▶ YOUR OBJECTIVE: Rewrite the entries below with "chair leg" replaced by "table leg" wherever it occurs, leaving everything else unchanged.

--- Start of EXERCISE INPUTS ---

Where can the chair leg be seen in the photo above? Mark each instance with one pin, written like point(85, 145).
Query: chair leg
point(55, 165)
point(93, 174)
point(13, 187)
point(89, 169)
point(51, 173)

--- End of EXERCISE INPUTS ---

▶ OUTPUT:
Where can the table leg be seen in the photo above? Mark each instance with one pin, written like point(85, 145).
Query: table leg
point(55, 165)
point(93, 174)
point(13, 187)
point(89, 169)
point(51, 173)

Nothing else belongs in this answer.